▶ **O QUE FAZER**
Diga se cada afirmação abaixo concorda com a crítica de “No Time to Die”, respondendo sim ou não e citando entre aspas as palavras decisivas do texto: (a) no início da história, Bond está aposentado na Jamaica; (b) é preciso conhecer os filmes anteriores para entender “Sem Tempo Para Morrer”; (c) Felix Leiter é um agente do MI6.

▶ **TEXTO DE ORIGEM**
- - -

Seus olhos não estão enganando você, que está de volta àquela conhecida sala de cinema para encerrar a longa espera. Não quero aborrecê-lo com detalhes sobre os vários adiamentos, de resto todos conhecidos (pandemia, demissão do diretor Dany Boyle, contratação de Cary “True Detective” Fukunaga, entre outros percalços menores), mas as mudanças tornaram o filme um dos mais ansiosamente aguardados da série.

Então, para ser breve de modo que deixaria Bond orgulhoso: valeu muito a pena esperar por “No Time to Die”. E o que é mais impressionante: apesar do atraso de quase dois anos e dos inúmeros trailers, o filme desembarcou há uma semana nos seis continentes envolto em segredos. O que se sabia antes do 30 de setembro era um prólogo pré-titulo, espécie de continuação de “007 Contra Spectre” (2015). E logo depois da longa introdução estamos ao lado de Bond gozando de sua aposentadoria na Jamaica (onde surgiu o personagem em “O Satânico Dr. No”, 1962).

Cinco anos se passaram desde que ele deixou o serviço ativo. Mas agora muda de ideia a pedido do velho amigo Felix Leiter – um agente da CIA também surgido em “Dr. No”. Há pouco mais de meio século, a conveniência era ser branco para trabalhar na Agência; em 2020, correção política feita, Felix é negro. A missão, mais perigosa que o esperado: resgatar um cientista sequestrado, e logo enfrentar vilão misterioso que manipula nova tecnologia mortal que pode acabar com o mundo. Até aqui nada novo. Esta fórmula alimentou filmes com tramas que se sucederam por seis décadas. Enquanto esta descrição parece enredo de mais uma missão da série “Bond salva o mundo”, por outro lado “Sem Tempo Para Morrer” está intimamente ligado às outras estreias da era de Craig como 007. Felizmente ele está livre e sem o compromisso de explicar fatos que pesavam sobre Spectre, e é possível entendê-lo sem conhecimento dos outros filmes.

Daniel Craig como 007: nenhuma outra “era Bond” (Connery, Moore, Lazenby, Dalton e Brosnan) teve permissão para revelar o destino final dos respectivos 007. Mas “No Time to Die” cumpre a promessa de ligar todas as pontas soltas
Daniel Craig como 007: nenhuma outra “era Bond” (Connery, Moore, Lazenby, Dalton e Brosnan) teve permissão para revelar o destino final dos respectivos 007. Mas “No Time to Die” cumpre a promessa de ligar todas as pontas soltas | Foto: Divulgação

Será uma experiência mais rica se você assistiu a eles, mas o processo não é inacessível para potenciais espectadores recém-chegados. O longo (mas jamais pesado) tempo de duração (163’) poderia causar sobrecarga de exposição para Daniel Craig. Mas isto está longe de ser verdade. O roteiro é densamente traçado, mas o filme tem ritmo rápido, o que significa que raramente há um respiro entre as grandes sequências de ação e uma ou outra revelação. Para entrar em mais detalhes há sério risco de spoilers, mas com certeza a legião de fãs do agente do MI6 terão muito material para discutir após a exibição.

- - -

▶ **DADOS**
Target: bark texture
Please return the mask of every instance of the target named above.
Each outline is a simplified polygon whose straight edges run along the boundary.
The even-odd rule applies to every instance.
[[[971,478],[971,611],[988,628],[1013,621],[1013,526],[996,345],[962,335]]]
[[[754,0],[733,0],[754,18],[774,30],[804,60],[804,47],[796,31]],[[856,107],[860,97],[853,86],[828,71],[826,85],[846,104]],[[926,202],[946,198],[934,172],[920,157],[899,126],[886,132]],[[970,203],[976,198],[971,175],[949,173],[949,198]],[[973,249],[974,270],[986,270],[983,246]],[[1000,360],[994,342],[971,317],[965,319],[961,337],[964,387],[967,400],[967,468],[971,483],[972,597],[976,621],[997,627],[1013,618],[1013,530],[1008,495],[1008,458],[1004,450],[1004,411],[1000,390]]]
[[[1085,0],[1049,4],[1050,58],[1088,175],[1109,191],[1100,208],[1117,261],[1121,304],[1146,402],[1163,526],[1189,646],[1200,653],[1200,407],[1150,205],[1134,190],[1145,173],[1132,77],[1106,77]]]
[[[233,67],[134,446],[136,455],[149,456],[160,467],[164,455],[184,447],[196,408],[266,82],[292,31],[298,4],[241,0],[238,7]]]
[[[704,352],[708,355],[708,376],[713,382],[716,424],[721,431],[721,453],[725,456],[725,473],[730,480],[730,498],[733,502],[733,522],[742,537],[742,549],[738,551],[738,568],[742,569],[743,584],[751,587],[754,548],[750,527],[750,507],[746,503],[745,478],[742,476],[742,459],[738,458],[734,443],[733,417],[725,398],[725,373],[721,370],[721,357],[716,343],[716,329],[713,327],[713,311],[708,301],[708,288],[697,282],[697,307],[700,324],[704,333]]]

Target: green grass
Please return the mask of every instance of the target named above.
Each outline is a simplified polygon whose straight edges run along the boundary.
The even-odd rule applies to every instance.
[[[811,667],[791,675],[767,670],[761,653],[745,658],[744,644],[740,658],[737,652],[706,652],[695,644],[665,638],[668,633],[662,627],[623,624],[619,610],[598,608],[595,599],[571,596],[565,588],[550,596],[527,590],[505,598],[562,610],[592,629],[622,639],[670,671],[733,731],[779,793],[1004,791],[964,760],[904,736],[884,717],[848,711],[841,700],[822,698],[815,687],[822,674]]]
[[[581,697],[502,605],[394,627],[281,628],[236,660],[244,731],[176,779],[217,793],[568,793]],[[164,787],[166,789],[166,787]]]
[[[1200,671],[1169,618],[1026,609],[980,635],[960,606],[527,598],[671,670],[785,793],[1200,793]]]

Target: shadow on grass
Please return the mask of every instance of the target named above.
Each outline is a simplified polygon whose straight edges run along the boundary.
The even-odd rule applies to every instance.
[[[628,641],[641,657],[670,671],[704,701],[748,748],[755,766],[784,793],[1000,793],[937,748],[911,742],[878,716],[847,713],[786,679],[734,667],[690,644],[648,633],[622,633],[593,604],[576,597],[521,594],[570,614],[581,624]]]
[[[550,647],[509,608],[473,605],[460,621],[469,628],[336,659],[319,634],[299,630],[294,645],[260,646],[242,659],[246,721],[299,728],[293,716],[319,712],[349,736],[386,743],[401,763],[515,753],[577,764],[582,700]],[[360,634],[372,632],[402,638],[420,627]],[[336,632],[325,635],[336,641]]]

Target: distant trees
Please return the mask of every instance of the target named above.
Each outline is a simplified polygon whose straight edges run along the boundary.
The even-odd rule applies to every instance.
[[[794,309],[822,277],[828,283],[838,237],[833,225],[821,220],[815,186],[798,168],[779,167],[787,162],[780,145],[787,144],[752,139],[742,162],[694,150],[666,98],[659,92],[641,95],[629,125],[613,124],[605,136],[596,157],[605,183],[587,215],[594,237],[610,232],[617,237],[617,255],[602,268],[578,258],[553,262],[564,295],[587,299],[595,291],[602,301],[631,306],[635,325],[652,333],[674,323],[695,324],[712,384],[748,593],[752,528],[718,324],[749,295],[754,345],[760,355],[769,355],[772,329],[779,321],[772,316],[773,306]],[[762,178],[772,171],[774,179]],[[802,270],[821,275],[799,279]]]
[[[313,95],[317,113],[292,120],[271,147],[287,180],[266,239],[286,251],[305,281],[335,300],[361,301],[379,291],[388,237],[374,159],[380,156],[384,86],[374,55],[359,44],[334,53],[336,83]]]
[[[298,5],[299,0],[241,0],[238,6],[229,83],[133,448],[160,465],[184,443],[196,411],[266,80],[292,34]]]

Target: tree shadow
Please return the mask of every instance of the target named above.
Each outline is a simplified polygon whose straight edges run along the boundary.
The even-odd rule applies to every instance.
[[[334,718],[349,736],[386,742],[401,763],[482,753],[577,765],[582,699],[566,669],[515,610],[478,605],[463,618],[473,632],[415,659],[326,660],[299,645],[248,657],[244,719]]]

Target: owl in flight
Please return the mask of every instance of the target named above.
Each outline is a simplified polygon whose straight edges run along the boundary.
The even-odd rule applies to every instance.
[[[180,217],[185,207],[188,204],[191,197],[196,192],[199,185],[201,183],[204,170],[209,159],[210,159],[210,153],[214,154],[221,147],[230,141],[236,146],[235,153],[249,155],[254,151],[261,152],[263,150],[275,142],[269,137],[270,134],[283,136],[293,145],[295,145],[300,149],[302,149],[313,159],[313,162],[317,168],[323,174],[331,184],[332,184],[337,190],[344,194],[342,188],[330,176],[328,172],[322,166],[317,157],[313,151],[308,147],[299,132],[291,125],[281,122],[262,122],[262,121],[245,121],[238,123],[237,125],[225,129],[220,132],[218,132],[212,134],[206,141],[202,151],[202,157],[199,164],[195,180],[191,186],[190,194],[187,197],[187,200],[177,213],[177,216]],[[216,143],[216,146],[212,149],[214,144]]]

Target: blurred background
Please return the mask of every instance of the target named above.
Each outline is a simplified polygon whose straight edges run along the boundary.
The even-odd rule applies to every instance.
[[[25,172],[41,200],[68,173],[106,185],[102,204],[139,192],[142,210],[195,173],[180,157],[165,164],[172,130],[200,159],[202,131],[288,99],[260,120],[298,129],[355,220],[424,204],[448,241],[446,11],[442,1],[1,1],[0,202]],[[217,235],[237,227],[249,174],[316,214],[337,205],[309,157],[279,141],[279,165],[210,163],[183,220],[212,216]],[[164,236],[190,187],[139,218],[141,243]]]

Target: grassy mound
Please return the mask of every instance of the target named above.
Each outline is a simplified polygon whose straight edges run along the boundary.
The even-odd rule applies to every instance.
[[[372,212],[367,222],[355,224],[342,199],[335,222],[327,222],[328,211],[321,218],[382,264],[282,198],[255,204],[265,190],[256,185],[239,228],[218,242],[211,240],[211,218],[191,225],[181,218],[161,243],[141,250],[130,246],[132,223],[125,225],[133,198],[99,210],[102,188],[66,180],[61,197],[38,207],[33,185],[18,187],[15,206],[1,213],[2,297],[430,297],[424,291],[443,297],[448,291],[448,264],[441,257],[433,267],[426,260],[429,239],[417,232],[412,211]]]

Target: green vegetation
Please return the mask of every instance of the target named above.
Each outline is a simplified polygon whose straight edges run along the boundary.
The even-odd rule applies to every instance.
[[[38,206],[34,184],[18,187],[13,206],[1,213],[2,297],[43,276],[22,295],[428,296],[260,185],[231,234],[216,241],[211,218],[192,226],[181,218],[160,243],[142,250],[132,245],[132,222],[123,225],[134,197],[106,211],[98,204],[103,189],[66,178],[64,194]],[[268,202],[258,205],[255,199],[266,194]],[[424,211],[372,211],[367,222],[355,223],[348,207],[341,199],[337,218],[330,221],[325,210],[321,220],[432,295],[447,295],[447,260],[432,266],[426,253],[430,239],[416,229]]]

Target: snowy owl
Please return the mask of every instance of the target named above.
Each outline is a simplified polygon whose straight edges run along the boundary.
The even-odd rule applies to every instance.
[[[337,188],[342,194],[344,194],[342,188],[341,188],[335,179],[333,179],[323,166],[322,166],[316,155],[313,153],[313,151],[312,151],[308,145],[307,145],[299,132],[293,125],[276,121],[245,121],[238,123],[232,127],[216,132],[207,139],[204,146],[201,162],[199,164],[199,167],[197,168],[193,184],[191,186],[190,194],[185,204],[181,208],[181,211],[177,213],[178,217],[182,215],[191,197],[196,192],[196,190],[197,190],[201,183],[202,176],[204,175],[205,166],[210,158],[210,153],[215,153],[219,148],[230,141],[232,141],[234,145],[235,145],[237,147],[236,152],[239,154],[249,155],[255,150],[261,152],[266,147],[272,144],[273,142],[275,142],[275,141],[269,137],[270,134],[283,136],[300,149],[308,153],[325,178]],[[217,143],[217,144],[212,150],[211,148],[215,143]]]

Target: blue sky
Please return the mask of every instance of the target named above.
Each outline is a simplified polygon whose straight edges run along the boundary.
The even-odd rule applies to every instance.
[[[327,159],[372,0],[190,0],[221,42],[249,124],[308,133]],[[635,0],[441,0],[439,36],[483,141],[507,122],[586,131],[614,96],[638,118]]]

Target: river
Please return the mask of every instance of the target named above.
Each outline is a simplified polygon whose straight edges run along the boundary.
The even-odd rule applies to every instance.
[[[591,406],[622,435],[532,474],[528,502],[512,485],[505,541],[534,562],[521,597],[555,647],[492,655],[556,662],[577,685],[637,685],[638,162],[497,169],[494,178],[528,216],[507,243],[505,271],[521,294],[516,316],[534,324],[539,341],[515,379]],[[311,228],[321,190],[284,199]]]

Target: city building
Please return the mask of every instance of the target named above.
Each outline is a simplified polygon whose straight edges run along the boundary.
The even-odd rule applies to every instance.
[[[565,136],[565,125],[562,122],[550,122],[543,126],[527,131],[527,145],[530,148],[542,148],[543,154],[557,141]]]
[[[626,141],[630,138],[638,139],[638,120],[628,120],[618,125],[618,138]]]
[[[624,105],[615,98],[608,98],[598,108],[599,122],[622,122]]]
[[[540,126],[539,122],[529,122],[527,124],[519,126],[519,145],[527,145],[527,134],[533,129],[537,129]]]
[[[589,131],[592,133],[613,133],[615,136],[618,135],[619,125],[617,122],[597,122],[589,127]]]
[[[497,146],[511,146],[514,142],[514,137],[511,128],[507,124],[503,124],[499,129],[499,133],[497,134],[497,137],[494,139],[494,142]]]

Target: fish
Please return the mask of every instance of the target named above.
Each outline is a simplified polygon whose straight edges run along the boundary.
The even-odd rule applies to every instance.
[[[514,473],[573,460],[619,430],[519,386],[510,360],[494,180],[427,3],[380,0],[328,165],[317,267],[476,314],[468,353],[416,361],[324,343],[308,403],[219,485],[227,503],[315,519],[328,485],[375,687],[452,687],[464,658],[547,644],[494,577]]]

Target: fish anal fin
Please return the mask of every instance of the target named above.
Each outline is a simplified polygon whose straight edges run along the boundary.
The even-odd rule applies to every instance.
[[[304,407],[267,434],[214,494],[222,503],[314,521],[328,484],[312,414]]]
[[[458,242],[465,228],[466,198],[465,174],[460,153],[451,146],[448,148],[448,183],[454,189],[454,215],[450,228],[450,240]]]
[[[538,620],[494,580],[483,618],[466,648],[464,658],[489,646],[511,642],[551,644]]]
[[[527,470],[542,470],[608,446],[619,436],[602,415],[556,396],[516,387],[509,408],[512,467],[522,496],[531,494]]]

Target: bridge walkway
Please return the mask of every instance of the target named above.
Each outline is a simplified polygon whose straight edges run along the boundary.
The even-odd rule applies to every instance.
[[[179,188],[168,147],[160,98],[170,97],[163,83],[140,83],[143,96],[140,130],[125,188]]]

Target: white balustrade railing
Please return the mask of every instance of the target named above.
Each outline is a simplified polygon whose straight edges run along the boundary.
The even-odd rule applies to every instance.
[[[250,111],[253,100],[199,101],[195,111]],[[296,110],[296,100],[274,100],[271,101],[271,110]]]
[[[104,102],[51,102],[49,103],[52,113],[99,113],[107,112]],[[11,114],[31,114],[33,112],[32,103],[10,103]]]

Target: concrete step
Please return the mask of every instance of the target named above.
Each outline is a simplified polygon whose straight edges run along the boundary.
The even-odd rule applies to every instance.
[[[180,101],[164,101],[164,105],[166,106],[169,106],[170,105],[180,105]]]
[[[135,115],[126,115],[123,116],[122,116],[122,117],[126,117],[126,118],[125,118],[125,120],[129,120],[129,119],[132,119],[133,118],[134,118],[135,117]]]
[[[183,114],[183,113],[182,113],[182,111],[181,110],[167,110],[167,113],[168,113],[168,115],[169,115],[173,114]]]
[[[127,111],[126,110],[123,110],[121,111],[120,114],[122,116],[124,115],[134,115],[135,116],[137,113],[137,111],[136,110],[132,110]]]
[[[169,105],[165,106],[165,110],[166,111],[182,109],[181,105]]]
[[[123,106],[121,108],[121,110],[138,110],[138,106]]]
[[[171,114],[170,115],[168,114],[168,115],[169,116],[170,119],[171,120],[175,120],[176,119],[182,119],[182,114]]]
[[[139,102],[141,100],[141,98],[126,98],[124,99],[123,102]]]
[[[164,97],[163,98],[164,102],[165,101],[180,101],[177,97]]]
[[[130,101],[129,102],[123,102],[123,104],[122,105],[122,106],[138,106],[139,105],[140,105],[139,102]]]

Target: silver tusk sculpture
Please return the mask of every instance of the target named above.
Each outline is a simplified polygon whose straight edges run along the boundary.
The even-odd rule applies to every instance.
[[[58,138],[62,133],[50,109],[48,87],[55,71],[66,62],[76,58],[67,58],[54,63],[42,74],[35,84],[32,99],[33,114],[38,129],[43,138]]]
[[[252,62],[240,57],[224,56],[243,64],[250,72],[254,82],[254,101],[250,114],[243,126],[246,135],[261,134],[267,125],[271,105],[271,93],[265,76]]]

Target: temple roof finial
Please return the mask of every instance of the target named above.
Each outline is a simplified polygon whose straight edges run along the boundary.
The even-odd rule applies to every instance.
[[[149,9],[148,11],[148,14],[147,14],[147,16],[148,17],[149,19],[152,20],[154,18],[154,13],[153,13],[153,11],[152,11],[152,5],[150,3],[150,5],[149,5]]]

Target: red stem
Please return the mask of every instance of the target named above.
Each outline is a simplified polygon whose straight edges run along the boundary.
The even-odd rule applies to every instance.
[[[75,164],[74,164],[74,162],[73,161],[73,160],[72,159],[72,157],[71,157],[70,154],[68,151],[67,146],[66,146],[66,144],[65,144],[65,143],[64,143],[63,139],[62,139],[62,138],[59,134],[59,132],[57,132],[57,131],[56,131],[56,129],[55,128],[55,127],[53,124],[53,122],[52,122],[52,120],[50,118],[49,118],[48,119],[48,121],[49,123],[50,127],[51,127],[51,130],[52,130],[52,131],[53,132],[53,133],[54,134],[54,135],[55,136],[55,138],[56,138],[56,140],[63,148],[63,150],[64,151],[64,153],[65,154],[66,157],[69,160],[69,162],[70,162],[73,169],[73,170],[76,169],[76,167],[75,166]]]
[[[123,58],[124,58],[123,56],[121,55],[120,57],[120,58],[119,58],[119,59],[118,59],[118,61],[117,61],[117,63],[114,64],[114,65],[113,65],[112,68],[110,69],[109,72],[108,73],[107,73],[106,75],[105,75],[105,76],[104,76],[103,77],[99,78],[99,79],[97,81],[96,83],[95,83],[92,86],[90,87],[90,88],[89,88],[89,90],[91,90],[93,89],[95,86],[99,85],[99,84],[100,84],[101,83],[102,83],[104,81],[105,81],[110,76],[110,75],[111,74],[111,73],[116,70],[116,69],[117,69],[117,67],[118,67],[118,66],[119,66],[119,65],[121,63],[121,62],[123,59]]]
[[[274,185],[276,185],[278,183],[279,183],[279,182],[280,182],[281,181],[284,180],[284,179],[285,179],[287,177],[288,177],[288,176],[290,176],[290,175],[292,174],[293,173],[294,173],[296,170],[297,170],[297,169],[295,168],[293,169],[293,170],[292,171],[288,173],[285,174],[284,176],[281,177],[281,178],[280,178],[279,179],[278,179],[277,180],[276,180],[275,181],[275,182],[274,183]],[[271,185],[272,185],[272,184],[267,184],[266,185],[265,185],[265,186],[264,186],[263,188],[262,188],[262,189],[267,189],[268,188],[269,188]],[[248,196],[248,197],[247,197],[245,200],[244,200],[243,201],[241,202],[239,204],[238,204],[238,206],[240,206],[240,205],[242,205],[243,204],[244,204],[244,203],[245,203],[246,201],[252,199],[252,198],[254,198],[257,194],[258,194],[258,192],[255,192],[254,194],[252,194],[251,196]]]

- - -

▶ **RESOLUÇÃO**
(a) Sim: "Bond gozando de sua aposentadoria na Jamaica".
(b) Não: "é possível entendê-lo sem conhecimento dos outros filmes".
(c) Não: "um agente da CIA".